• _Texto citado_:
----

Más allá del tacto, las miradas tampoco se consentían. Un día, un trabajador que estaba barriendo la calle se quedó mirando el coche en el que viajaban Ana y su marido. Ella acabó con un ojo morado porque, obviamente, “le estaba provocando”. Estaba tan acostumbrada a no poder posar sus ojos con libertad, que si salían a cenar se sentaba mirando a la pared para evitar peleas y cuando viajaba en coche bajaba la cabeza para no ver nada ni a nadie. Como una vez se giró por la calle al oír un golpe seco y la respuesta a ese movimiento instintivo fue una paliza, dejó de reaccionar a los sonidos de alerta por puro miedo. Pero él quería controlar todo. Lo que miraba, lo que comía, lo que tocaba y hasta lo que pasaba por su cabeza. Le preguntaba sin cesar sus pensamientos, la interrogaba. “Te gusta este hombre, reconócelo, estás flirteando”, le repetía y ella dejó de resistirse: “A veces le decía que sí para que me pegase y me dejase en paz. Entiendo perfectamente a las personas inocentes que confiesan crímenes”, explica Ana. Una indefensión aprendida que la convirtieron en una rehén con llaves de casa. Estaba secuestrada, aunque aparentase vivir con libertad y saliese a trabajar sin estar dada de alta en una empresa que montaron los dos de la nada, aunque estuviese solo a nombre de él.

Ningún hombre en el paritorio

La mala suerte se cruzó con Ana Bella en una galería de arte cuando tenía 19 años. Comenzaba su vida. Con diez matrículas de honor, idiomas y un futuro prometedor se disponía a estudiar en la universidad Traducción e Interpretación. Un hombre mayor del que creyó enamorarse la convenció de que no era necesario que se formase y se preparase. El mismo que años después, le advirtió a punto de dar a luz de que si le atendía por azar un hombre en el parto no tendría más remedio que bajarse del potro y buscarse la vida para parir.

A ella la idea de no estudiar una carrera le chirrió. Se dijo a sí misma que no, que quería aprender, pero había caído en las garras de un maltratador y con ellos siempre todo sucede muy rápido, no le dio tiempo a reflexionar ni realmente a decidir. En cuanto se quiso dar cuenta vivía en otra ciudad, lejos de su familia, con un marido que le dio el primer puñetazo una tarde que salió a comprar a la tienda de la esquina mientras él dormía la siesta.

No se reconoció en Ana Orantes

Cuando nació la primera de sus cuatro hijos, los llantos del bebé significan una paliza automática. Algo no hacía bien ella para que la niña no se calmase. Llegó a tal punto, que Bella se hacía pis encima del miedo al escuchar los lloros de su propia hija. Y así pasó el tiempo y los golpes, los estrangulamientos y las agresiones sexuales se repetían como un reloj. Su maltratador la obligaba a quitarse la ropa interior para olerla cuando volvía de trabajar para ver si había estado con otro. Bella estaba anulada, derruida y sola. Un día no pudo más y decidió acabar con su vida. Las patadas del hijo que llevaba en el vientre evitaron un mal mayor. “Cuando nazca, lo haré”, se decía.

----

• _Datos proporcionados_:
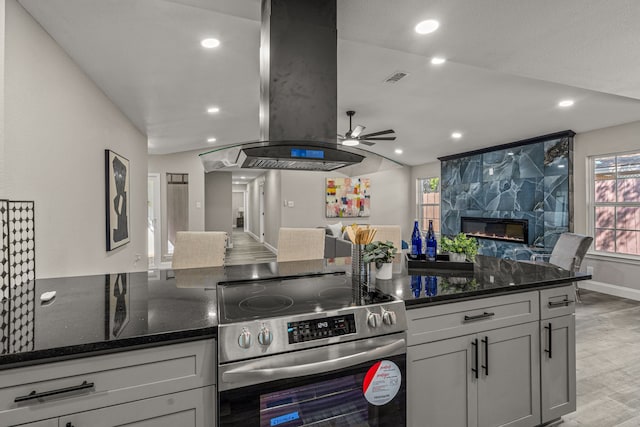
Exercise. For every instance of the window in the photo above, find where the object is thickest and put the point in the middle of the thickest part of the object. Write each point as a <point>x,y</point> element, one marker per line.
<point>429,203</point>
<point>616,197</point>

----

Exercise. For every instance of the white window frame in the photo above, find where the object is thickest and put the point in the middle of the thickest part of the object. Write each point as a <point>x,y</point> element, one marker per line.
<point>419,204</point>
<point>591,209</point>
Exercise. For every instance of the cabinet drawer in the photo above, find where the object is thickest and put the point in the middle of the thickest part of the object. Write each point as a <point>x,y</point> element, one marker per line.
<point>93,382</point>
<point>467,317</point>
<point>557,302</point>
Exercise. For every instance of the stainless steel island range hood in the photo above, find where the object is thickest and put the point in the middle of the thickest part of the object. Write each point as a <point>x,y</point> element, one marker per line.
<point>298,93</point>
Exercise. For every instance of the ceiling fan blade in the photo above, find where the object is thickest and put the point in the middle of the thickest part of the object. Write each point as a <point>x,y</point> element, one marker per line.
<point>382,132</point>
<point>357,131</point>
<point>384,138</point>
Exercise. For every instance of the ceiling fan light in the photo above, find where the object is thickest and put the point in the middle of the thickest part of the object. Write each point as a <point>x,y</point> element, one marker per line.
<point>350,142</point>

----

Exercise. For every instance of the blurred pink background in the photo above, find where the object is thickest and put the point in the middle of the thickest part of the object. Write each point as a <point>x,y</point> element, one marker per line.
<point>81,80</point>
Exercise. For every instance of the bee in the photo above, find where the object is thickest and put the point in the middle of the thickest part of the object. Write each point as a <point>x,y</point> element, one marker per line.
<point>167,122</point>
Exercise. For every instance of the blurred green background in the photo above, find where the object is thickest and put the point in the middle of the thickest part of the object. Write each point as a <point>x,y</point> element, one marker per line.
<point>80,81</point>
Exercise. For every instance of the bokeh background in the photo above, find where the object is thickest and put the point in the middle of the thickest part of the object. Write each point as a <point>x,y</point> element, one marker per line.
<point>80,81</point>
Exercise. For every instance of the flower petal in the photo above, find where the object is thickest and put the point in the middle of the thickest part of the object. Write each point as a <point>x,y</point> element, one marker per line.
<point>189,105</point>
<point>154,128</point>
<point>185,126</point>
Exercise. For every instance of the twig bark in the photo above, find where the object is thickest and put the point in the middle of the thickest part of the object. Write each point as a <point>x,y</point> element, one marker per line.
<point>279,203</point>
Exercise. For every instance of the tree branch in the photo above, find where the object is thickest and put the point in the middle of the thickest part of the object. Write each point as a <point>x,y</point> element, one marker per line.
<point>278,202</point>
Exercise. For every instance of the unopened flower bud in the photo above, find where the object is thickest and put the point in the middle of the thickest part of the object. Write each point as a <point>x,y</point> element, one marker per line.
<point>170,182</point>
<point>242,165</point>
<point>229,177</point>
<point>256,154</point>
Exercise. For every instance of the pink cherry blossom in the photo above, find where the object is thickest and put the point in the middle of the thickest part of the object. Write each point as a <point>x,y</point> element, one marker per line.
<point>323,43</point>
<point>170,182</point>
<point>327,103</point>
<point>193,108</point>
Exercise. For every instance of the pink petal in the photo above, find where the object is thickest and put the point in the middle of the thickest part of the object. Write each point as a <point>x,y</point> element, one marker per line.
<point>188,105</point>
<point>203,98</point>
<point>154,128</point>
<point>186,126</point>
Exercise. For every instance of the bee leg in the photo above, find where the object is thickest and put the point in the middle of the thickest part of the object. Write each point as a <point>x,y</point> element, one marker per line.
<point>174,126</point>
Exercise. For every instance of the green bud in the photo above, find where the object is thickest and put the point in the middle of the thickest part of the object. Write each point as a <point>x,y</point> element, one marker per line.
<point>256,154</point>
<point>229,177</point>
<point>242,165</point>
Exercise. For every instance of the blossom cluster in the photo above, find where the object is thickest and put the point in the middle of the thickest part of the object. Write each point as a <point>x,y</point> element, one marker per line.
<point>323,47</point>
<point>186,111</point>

----

• _Ejercicios_:
1 - Devuelve del texto citado el fragmento que empieza en las palabras "Ningún hombre en" y termina después de "vida para parir.".
2 - Según el texto citado, ¿qué carrera universitaria se disponía a estudiar Ana Bella?

• _Respuestas en orden_:
1 -
Ningún hombre en el paritorio

La mala suerte se cruzó con Ana Bella en una galería de arte cuando tenía 19 años. Comenzaba su vida. Con diez matrículas de honor, idiomas y un futuro prometedor se disponía a estudiar en la universidad Traducción e Interpretación. Un hombre mayor del que creyó enamorarse la convenció de que no era necesario que se formase y se preparase. El mismo que años después, le advirtió a punto de dar a luz de que si le atendía por azar un hombre en el parto no tendría más remedio que bajarse del potro y buscarse la vida para parir.

2 - Traducción e Interpretación.